→ Direction A: In the post about motherhood, what was the title of the writer's article in the Above Rubies magazine?

## START Document passage

Saturday, September 22, 2018

Loving Motherhood

I have officially been a stay-at-home mom for over nine years now. It has simultaneously been very fulfilling yet very draining, very lovely yet very messy, completely natural but at times completely overwhelming. In short, I affectionately refer to it as the beautiful chaos of my life! In fact, I am currently sitting in my favorite coffee shop, slowly typing with one finger as I try to nurse and comfort my fussy baby. My stomach is rumbling for the lunch in front of me that I hope to eat before it gets cold, and I am hoping she cooperates enough for me to craft the words that have been flowing through my heart and mind all morning. I sure do love this little lady!


As a full-time mommy, I am so keenly aware of a mother's need for encouragement. I am always on the look-out for that which will strengthen and inspire me in this most worthy calling. A few years ago I was blessed to stumble across an amazing ministry called Above Rubies, founded by Nancy Campbell, committed to "strengthening families around the world" by offering encouragement to women as wives, mothers, and homemakers. I truly discovered a treasure! Since then I have regularly read their articles, read (and re-read) several of Mrs. Campbell's books, and subscribed to their free magazine which comes out a handful of times each year. I have never felt so affirmed as a mother!

Recently I was given the privilege of sharing an article in the most recent edition of the Above Rubies magazine. My piece was entitled "They Could Never Guess" and is a condensed version of the chapter "God's Formula" from my book Reflections from Holland: A New Mother's Journey with Down Syndrome. What a gift and a joy it was to be able to add my voice to this beautiful ministry to women!

## END Document passage

→ Direction B: Provide as a JSON list of strings the lines of the listing starting at the line containing "For the name" and ending at the final line of the listing, with one string per line and blank lines omitted.

## START Data extract

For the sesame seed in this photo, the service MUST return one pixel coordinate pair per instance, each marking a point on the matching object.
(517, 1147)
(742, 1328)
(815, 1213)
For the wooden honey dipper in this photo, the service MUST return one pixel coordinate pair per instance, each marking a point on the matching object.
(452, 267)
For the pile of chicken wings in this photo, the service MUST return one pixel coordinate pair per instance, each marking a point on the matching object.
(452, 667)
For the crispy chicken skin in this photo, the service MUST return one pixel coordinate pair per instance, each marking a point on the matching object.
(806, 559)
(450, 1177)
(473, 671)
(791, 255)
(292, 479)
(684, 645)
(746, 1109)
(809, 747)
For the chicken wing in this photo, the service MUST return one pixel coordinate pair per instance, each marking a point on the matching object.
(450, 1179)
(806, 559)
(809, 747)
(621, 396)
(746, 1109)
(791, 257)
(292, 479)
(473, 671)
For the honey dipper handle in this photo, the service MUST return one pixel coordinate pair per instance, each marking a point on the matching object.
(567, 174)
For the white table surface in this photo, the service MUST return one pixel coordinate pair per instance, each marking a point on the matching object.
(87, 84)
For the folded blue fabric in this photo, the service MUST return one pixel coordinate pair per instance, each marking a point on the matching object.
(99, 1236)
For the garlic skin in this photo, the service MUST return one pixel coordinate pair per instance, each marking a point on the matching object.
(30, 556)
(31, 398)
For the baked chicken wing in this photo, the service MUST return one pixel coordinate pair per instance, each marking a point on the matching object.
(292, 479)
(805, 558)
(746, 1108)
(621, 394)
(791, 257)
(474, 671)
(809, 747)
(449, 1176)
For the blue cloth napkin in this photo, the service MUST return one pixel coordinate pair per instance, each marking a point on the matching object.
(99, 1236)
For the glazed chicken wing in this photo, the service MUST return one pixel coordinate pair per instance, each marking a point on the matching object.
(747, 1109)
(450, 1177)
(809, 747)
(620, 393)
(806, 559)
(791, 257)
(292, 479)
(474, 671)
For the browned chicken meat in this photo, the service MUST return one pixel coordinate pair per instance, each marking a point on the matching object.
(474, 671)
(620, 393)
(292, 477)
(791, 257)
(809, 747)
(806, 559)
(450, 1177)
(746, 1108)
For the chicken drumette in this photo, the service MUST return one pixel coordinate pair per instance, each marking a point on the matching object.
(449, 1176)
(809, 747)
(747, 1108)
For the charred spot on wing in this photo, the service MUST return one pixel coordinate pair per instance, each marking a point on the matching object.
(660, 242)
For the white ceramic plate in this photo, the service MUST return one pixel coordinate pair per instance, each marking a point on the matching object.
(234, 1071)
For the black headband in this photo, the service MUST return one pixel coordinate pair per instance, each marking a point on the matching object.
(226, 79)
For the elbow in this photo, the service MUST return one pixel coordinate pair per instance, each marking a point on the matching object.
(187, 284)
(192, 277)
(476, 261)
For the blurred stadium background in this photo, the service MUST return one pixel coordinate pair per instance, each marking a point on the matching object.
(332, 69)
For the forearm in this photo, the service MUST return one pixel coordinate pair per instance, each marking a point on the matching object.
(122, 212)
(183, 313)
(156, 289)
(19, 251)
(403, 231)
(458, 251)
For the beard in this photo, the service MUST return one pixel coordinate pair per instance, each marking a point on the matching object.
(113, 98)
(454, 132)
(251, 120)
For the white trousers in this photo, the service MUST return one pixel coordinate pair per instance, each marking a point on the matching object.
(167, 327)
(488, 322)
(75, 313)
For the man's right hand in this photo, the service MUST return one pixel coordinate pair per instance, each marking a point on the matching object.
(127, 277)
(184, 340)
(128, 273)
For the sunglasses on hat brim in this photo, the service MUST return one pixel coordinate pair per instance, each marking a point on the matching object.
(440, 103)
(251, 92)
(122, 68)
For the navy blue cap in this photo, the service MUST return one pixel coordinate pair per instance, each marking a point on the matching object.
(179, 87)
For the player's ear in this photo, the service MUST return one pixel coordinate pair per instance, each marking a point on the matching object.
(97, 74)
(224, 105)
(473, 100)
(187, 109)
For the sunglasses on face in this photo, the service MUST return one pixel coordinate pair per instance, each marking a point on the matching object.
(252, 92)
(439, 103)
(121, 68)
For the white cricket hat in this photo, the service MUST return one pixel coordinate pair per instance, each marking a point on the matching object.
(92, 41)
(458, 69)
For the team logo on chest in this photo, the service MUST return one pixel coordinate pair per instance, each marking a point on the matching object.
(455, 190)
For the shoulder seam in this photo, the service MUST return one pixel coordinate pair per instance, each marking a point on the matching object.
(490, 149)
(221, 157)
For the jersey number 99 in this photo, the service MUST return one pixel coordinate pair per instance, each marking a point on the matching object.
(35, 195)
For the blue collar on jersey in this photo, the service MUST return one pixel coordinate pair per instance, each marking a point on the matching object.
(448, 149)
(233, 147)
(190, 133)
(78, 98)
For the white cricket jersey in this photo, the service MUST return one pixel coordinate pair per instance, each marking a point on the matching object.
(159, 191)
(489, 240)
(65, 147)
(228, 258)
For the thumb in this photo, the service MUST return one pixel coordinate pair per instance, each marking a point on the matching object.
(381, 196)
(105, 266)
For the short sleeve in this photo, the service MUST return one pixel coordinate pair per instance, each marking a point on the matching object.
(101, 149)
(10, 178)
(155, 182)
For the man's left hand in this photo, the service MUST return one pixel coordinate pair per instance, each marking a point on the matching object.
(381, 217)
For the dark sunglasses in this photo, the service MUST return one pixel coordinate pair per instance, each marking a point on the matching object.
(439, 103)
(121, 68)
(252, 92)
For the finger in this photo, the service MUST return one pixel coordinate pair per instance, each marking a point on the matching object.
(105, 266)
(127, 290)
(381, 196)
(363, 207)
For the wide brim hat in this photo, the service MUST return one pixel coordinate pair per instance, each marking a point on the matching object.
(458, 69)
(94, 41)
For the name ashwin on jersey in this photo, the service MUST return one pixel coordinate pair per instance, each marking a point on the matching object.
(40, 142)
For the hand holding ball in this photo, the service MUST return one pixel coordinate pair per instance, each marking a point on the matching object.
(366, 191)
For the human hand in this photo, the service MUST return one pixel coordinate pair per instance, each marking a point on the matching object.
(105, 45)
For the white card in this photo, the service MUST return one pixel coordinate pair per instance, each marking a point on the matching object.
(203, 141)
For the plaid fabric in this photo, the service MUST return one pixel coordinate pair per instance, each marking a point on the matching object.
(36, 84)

## END Data extract

→ Written response A: "They Could Never Guess"

→ Written response B:
[
  "For the name ashwin on jersey in this photo, the service MUST return one pixel coordinate pair per instance, each marking a point on the matching object.",
  "(40, 142)",
  "For the hand holding ball in this photo, the service MUST return one pixel coordinate pair per instance, each marking a point on the matching object.",
  "(366, 191)",
  "For the human hand in this photo, the service MUST return one pixel coordinate pair per instance, each marking a point on the matching object.",
  "(105, 45)",
  "For the white card in this photo, the service MUST return one pixel coordinate pair per instance, each marking a point on the matching object.",
  "(203, 141)",
  "For the plaid fabric in this photo, the service MUST return one pixel coordinate pair per instance, each marking a point on the matching object.",
  "(36, 84)"
]